**記事:**
"""

歴史の余白

内外の埋もれた歴史を再発見するブログ

松平徳川女人列伝(連載第7回)

十一 鷹司孝子(1602年‐1674年)

 鷹司孝子は3代将軍徳川家光正室として、徳川将軍家に嫁いだ公家女性である。それ以前、初代家康、2代秀忠の正室はいずれも戦国武将家の子女から選ばれていたのに対し、三代目家光になって初めて公家から選ばれたのは、将軍位の世襲制が固まり、徳川幕府が一種の王朝化したのに対応し、将軍家も公家に近い格式を持つに至ったことの証しと言える。
 彼女が出自した鷹司家藤原北家流の五摂家の一つであり、関白をしばしば輩出する権勢家でもあった。孝子はそうした公家正室の初例となり、以後、歴代将軍の正室が原則として貴族または皇族から選考される先例を作ったという意味では、重要な人物である。
 とはいえ、完全な政略婚であるうえ、家光は当初、男色傾向が強かったことも手伝って、家光との間に実質的な夫婦関係はなく、家庭内別居・軟禁状態に置かれていたとされる。おそらくは、孝子の側も将軍家への入嫁は本意でなく、夫に愛情を感じることはなかったかもしれない。

"""

**練習課題 1:** 鷹司孝子を取り上げたこの記事を、一字も変えずに全文引用してください。
この記事と一覧とは互いに何の関係もありません。

**本課題の一覧:**

"""

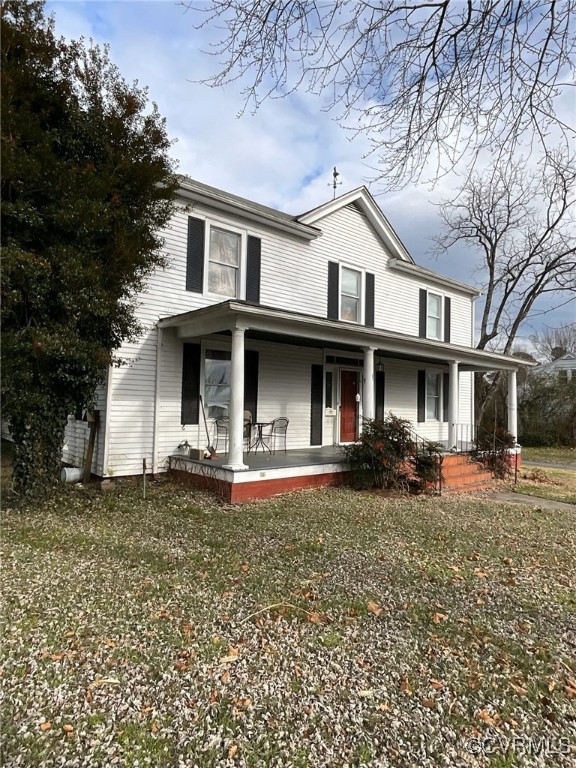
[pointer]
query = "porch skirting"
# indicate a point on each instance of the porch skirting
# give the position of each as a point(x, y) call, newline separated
point(258, 483)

"""

**練習課題 2:** 上の一覧の行を一つ残らず、そのままの形で書き出してください。ただし、画像は解答に含めないでください。

**完成した解答 1:**
歴史の余白

内外の埋もれた歴史を再発見するブログ

松平徳川女人列伝(連載第7回)

十一 鷹司孝子(1602年‐1674年)

 鷹司孝子は3代将軍徳川家光正室として、徳川将軍家に嫁いだ公家女性である。それ以前、初代家康、2代秀忠の正室はいずれも戦国武将家の子女から選ばれていたのに対し、三代目家光になって初めて公家から選ばれたのは、将軍位の世襲制が固まり、徳川幕府が一種の王朝化したのに対応し、将軍家も公家に近い格式を持つに至ったことの証しと言える。
 彼女が出自した鷹司家藤原北家流の五摂家の一つであり、関白をしばしば輩出する権勢家でもあった。孝子はそうした公家正室の初例となり、以後、歴代将軍の正室が原則として貴族または皇族から選考される先例を作ったという意味では、重要な人物である。
 とはいえ、完全な政略婚であるうえ、家光は当初、男色傾向が強かったことも手伝って、家光との間に実質的な夫婦関係はなく、家庭内別居・軟禁状態に置かれていたとされる。おそらくは、孝子の側も将軍家への入嫁は本意でなく、夫に愛情を感じることはなかったかもしれない。

**完成した解答 2:**
[pointer]
query = "porch skirting"
# indicate a point on each instance of the porch skirting
# give the position of each as a point(x, y) call, newline separated
point(258, 483)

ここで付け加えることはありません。